**Listed records**
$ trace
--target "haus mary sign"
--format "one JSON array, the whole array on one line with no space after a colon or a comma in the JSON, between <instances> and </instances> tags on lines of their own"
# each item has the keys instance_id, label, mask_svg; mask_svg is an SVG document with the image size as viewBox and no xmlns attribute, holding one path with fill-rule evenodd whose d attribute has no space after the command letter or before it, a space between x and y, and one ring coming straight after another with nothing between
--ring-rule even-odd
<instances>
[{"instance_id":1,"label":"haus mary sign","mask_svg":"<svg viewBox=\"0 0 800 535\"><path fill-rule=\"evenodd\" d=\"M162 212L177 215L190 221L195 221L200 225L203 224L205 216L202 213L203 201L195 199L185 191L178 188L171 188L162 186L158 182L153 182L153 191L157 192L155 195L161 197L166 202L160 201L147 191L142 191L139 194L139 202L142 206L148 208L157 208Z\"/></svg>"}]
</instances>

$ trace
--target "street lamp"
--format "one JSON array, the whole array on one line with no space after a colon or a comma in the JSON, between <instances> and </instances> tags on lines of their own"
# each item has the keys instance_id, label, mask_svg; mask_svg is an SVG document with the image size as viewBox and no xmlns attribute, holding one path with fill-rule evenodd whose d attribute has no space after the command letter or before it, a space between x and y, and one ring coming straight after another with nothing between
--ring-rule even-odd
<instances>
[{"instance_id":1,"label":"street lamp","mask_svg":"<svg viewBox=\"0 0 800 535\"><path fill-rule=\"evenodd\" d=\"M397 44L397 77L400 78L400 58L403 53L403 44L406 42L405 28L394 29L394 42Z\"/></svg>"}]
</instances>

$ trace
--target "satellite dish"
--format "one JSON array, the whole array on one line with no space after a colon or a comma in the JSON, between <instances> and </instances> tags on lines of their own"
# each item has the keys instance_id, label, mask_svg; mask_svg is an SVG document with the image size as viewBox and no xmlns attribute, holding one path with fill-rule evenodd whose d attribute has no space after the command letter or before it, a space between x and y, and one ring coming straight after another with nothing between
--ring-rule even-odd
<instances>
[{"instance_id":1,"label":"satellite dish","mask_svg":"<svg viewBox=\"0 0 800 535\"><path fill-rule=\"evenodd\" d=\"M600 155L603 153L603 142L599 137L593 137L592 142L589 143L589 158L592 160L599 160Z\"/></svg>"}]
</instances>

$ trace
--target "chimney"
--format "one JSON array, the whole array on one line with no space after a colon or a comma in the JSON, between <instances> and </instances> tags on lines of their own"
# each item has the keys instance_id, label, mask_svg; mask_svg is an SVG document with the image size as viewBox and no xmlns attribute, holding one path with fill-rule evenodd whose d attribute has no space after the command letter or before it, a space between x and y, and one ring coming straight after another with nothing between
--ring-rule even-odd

**Problem requirements**
Return each entry from the material above exactly as it appears.

**Finished task**
$ trace
--target "haus mary sign"
--format "one JSON array, the whole array on one line with no space after a colon or a comma in the JSON, between <instances> and </instances> tags on lines of their own"
# each item has the keys instance_id, label, mask_svg; mask_svg is an SVG document with the image size as viewBox and no xmlns attribute, holding one path with fill-rule evenodd whose d attribute has no space after the command letter or before it, a space between x and y, and one ring coming straight after another with nothing between
--ring-rule even-odd
<instances>
[{"instance_id":1,"label":"haus mary sign","mask_svg":"<svg viewBox=\"0 0 800 535\"><path fill-rule=\"evenodd\" d=\"M162 212L177 215L190 221L195 221L200 225L203 224L205 216L202 213L203 201L195 199L185 191L178 188L171 188L162 186L158 182L153 182L153 191L157 192L155 195L161 197L166 202L160 201L147 191L142 191L139 194L139 202L142 206L148 208L157 208Z\"/></svg>"}]
</instances>

$ trace
--target "street lamp"
--format "one JSON array, the whole array on one line with no space after a colon or a comma in the JSON, between <instances> and </instances> tags on lines of their own"
# each item has the keys instance_id, label, mask_svg; mask_svg is an SVG document with the image size as viewBox and no xmlns attribute, holding one path with fill-rule evenodd whose d attribute has no space after the command letter or before it, a space between x and y, and one ring coming straight after another with nothing between
--ring-rule even-odd
<instances>
[{"instance_id":1,"label":"street lamp","mask_svg":"<svg viewBox=\"0 0 800 535\"><path fill-rule=\"evenodd\" d=\"M397 44L397 77L400 78L400 58L403 53L403 44L406 42L405 28L394 29L394 42Z\"/></svg>"}]
</instances>

$ trace
--target "satellite dish"
--format "one JSON array, the whole array on one line with no space after a colon or a comma in the JSON, between <instances> and </instances> tags on lines of their own"
# each item has the keys instance_id, label, mask_svg; mask_svg is an SVG document with the image size as viewBox and no xmlns attribute, holding one path with fill-rule evenodd whose d attribute has no space after the command letter or before it, a space between x and y, and one ring coming straight after another with nothing between
--ring-rule even-odd
<instances>
[{"instance_id":1,"label":"satellite dish","mask_svg":"<svg viewBox=\"0 0 800 535\"><path fill-rule=\"evenodd\" d=\"M600 155L603 153L603 142L599 137L593 137L592 142L589 143L589 158L592 160L599 160Z\"/></svg>"}]
</instances>

$ trace
--target "chimney"
--format "one JSON array, the whole array on one line with no space after a colon or a comma in the JSON, between <instances> and </instances> tags on lines of their own"
# each item has the keys instance_id, label, mask_svg; mask_svg is an SVG document with the image size as viewBox and no xmlns attribute, holding one path with fill-rule evenodd whose d attribute has no space after the command letter or before it, a space between x and y, and one ring coming straight after another with nothing between
--ring-rule even-odd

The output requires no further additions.